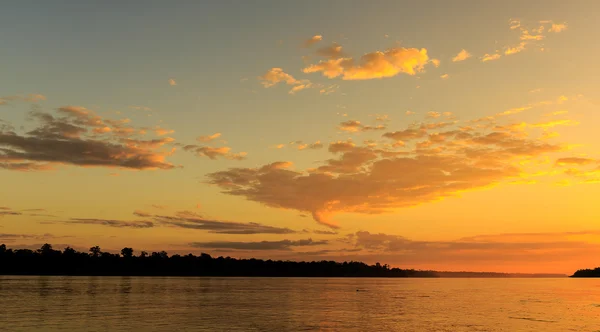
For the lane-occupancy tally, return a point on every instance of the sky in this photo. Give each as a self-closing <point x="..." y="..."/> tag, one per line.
<point x="431" y="135"/>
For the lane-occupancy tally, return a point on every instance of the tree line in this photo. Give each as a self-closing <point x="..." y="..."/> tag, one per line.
<point x="48" y="261"/>
<point x="587" y="273"/>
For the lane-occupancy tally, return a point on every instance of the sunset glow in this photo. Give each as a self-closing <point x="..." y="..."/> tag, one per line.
<point x="299" y="131"/>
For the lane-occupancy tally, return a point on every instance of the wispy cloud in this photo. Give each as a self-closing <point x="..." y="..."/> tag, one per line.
<point x="81" y="138"/>
<point x="262" y="245"/>
<point x="313" y="40"/>
<point x="490" y="57"/>
<point x="374" y="65"/>
<point x="461" y="56"/>
<point x="354" y="126"/>
<point x="444" y="161"/>
<point x="208" y="138"/>
<point x="275" y="76"/>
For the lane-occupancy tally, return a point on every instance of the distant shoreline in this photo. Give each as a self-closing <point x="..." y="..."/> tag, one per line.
<point x="587" y="273"/>
<point x="69" y="262"/>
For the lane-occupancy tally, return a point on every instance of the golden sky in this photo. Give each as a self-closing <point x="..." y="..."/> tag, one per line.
<point x="462" y="139"/>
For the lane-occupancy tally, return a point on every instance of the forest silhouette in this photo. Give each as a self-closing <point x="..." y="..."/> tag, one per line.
<point x="587" y="273"/>
<point x="48" y="261"/>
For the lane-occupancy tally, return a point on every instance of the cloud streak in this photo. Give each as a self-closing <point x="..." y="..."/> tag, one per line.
<point x="262" y="245"/>
<point x="374" y="65"/>
<point x="443" y="162"/>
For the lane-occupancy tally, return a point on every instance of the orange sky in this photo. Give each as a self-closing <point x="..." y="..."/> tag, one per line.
<point x="419" y="143"/>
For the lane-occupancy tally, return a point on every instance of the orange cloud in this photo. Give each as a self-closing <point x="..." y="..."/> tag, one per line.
<point x="525" y="35"/>
<point x="515" y="50"/>
<point x="208" y="138"/>
<point x="32" y="98"/>
<point x="313" y="40"/>
<point x="557" y="27"/>
<point x="374" y="65"/>
<point x="162" y="131"/>
<point x="214" y="152"/>
<point x="314" y="146"/>
<point x="367" y="179"/>
<point x="334" y="51"/>
<point x="275" y="76"/>
<point x="461" y="56"/>
<point x="354" y="126"/>
<point x="73" y="140"/>
<point x="490" y="57"/>
<point x="575" y="161"/>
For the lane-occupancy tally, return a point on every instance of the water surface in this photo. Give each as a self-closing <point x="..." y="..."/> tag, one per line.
<point x="297" y="304"/>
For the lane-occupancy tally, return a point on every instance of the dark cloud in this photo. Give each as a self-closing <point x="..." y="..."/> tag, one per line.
<point x="185" y="219"/>
<point x="5" y="237"/>
<point x="354" y="126"/>
<point x="110" y="222"/>
<point x="78" y="138"/>
<point x="262" y="245"/>
<point x="371" y="180"/>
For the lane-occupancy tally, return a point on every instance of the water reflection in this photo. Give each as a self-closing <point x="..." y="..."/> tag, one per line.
<point x="288" y="304"/>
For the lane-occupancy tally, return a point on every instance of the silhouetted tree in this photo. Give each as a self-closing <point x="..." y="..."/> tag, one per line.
<point x="47" y="261"/>
<point x="46" y="249"/>
<point x="127" y="252"/>
<point x="95" y="251"/>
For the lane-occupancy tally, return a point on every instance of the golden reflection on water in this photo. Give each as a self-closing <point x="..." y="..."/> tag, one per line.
<point x="296" y="304"/>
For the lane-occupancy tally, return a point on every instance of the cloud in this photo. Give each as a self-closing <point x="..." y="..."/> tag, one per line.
<point x="32" y="98"/>
<point x="490" y="57"/>
<point x="436" y="161"/>
<point x="515" y="24"/>
<point x="208" y="138"/>
<point x="214" y="152"/>
<point x="333" y="51"/>
<point x="262" y="245"/>
<point x="4" y="211"/>
<point x="557" y="27"/>
<point x="313" y="146"/>
<point x="514" y="50"/>
<point x="498" y="247"/>
<point x="74" y="140"/>
<point x="187" y="220"/>
<point x="461" y="56"/>
<point x="162" y="131"/>
<point x="109" y="222"/>
<point x="526" y="35"/>
<point x="354" y="126"/>
<point x="141" y="108"/>
<point x="7" y="237"/>
<point x="275" y="76"/>
<point x="142" y="214"/>
<point x="313" y="40"/>
<point x="575" y="161"/>
<point x="374" y="65"/>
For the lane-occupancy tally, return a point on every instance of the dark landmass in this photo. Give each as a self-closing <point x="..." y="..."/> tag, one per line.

> [REQUIRED WORK]: Retype the data exactly as it stands, but keep the images out of your copy.

> [SOLUTION TO THIS PROBLEM]:
For the lane-occupancy tally, return a point on every instance of the sky in this photo. Give each as a self-closing <point x="..." y="..."/> tag, one per line.
<point x="431" y="135"/>
For the lane-occupancy tally, return a point on every instance of the tree line in this photo. Give each as a self-closing <point x="..." y="..."/> tag, one per line.
<point x="48" y="261"/>
<point x="587" y="273"/>
For the lane-occupancy tally, return a point on every instance of the sunset glow in this photo. Give each as a self-closing <point x="..." y="..."/> tag, one per line.
<point x="299" y="131"/>
For the lane-occupancy tally, return a point on every instance of the wispy cloud in this photo. Give each as a self-closing <point x="..." y="..."/> tag, one per line.
<point x="81" y="138"/>
<point x="262" y="245"/>
<point x="313" y="40"/>
<point x="490" y="57"/>
<point x="374" y="65"/>
<point x="461" y="56"/>
<point x="354" y="126"/>
<point x="444" y="161"/>
<point x="208" y="138"/>
<point x="275" y="76"/>
For the lane-occupancy tally, return a point on every instance of the distant shoreline in this photo. Give each as a self-closing <point x="..." y="..."/> tag, one per line.
<point x="587" y="273"/>
<point x="69" y="262"/>
For the lane-occupancy tally, return a point on every instance of the golden sky in this photo. Give each as a self-closing <point x="..." y="..."/> tag, one per line.
<point x="462" y="139"/>
For the lane-occupancy tally, return a point on every instance of the forest silhouette in this photo. Give each as a self-closing <point x="..." y="..."/> tag, one per line.
<point x="587" y="273"/>
<point x="48" y="261"/>
For the lane-occupancy tally, return a point on every instance of the cloud streak in this photo. Give each as a self-closing <point x="..." y="..."/> tag, one per line.
<point x="262" y="245"/>
<point x="374" y="65"/>
<point x="443" y="162"/>
For the lane-occupancy tally, return a point on every instance of the orange sky in this photo. Give each as a self-closing <point x="..." y="..."/> tag, one per line.
<point x="419" y="143"/>
For the lane-occupancy tally, return a point on every instance of the orange cloud in this photo. Give each as a self-closing <point x="..." y="..."/> tag, one per line.
<point x="525" y="35"/>
<point x="515" y="50"/>
<point x="208" y="138"/>
<point x="32" y="98"/>
<point x="313" y="40"/>
<point x="557" y="27"/>
<point x="374" y="65"/>
<point x="162" y="131"/>
<point x="214" y="152"/>
<point x="314" y="146"/>
<point x="367" y="179"/>
<point x="334" y="51"/>
<point x="275" y="76"/>
<point x="461" y="56"/>
<point x="354" y="126"/>
<point x="73" y="140"/>
<point x="490" y="57"/>
<point x="575" y="161"/>
For the lane-occupancy tally, return a point on every instance of the water surface in this photo. Give each as a self-closing <point x="..." y="..."/> tag, one per line.
<point x="297" y="304"/>
For the lane-occupancy tally, return a point on every instance of the dark cloud in this photo. Give each as a self-closing <point x="..." y="..."/> tag, one per line.
<point x="185" y="219"/>
<point x="5" y="237"/>
<point x="354" y="126"/>
<point x="110" y="222"/>
<point x="78" y="138"/>
<point x="262" y="245"/>
<point x="371" y="180"/>
For the lane-occupancy tally, return a point on every instance of the water reflection in this photo. Give each as a self-closing <point x="..." y="..."/> tag, one per line.
<point x="288" y="304"/>
For the lane-occupancy tally, return a point on every instance of the silhouetted tree in this photo. Give each as a self-closing <point x="..." y="..."/> tag, one per line.
<point x="47" y="261"/>
<point x="46" y="249"/>
<point x="127" y="252"/>
<point x="95" y="251"/>
For the lane-occupancy tally, return a point on every instance of the golden reflection on water in this photo. Give each as a self-closing <point x="..." y="..."/> tag, one per line.
<point x="296" y="304"/>
For the lane-occupancy tally, return a point on every instance of the cloud in this photo. Give each as a self-closing <point x="..." y="..."/> tag, one per line.
<point x="32" y="98"/>
<point x="490" y="57"/>
<point x="436" y="161"/>
<point x="515" y="24"/>
<point x="208" y="138"/>
<point x="214" y="152"/>
<point x="333" y="51"/>
<point x="262" y="245"/>
<point x="4" y="211"/>
<point x="557" y="27"/>
<point x="313" y="146"/>
<point x="514" y="50"/>
<point x="498" y="247"/>
<point x="74" y="140"/>
<point x="187" y="220"/>
<point x="461" y="56"/>
<point x="162" y="131"/>
<point x="109" y="222"/>
<point x="526" y="35"/>
<point x="354" y="126"/>
<point x="141" y="108"/>
<point x="7" y="237"/>
<point x="275" y="76"/>
<point x="142" y="214"/>
<point x="313" y="40"/>
<point x="575" y="161"/>
<point x="374" y="65"/>
For the lane-occupancy tally, return a point on every instance of the dark landmass in this photo. Give each as a self-closing <point x="..." y="..."/> tag, one per line.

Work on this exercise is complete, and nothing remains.